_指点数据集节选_
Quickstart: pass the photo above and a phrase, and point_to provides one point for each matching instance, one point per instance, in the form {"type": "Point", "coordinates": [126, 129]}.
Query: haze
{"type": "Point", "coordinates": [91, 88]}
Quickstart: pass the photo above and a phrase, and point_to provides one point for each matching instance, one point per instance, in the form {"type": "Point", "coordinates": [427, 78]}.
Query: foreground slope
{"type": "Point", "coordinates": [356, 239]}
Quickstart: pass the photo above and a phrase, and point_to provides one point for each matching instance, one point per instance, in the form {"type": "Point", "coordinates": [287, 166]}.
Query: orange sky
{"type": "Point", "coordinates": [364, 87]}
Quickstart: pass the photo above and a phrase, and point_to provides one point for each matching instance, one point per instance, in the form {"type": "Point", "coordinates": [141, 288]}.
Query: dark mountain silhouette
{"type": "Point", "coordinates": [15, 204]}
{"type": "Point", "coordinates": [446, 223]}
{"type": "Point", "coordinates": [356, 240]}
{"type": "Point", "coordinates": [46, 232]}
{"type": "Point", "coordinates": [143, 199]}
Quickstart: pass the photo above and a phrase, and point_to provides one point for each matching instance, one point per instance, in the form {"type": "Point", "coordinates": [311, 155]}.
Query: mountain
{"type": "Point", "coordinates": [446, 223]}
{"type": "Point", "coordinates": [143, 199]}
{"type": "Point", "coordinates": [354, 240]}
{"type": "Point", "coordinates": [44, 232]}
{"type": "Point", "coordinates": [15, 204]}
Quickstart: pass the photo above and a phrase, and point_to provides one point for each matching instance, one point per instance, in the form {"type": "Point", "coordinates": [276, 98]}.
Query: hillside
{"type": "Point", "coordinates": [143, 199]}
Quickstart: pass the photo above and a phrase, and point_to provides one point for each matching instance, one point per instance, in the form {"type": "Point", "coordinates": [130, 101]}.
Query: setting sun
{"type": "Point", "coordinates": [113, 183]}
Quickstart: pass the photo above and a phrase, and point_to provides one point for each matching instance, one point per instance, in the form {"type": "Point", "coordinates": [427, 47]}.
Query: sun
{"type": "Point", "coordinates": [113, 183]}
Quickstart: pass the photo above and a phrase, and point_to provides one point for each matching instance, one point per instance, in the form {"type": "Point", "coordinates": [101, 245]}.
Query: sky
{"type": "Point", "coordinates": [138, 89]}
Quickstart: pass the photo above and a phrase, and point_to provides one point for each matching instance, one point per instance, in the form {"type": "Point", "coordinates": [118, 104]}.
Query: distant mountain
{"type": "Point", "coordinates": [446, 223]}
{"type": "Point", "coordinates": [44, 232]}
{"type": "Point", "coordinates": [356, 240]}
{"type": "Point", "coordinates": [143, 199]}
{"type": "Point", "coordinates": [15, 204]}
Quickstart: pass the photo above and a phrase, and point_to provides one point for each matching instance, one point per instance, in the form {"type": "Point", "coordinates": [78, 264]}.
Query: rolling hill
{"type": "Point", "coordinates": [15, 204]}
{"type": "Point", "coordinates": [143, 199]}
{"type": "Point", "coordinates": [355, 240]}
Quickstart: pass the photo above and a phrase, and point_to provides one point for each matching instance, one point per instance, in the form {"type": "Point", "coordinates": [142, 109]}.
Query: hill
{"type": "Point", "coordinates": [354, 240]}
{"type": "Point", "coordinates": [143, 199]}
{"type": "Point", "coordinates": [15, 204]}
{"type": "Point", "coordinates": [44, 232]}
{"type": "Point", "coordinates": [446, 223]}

_任务要求_
请统计上面的条目中有多少行包含字符串“mountain”，区分大小写，只写出数字。

_题目解答_
3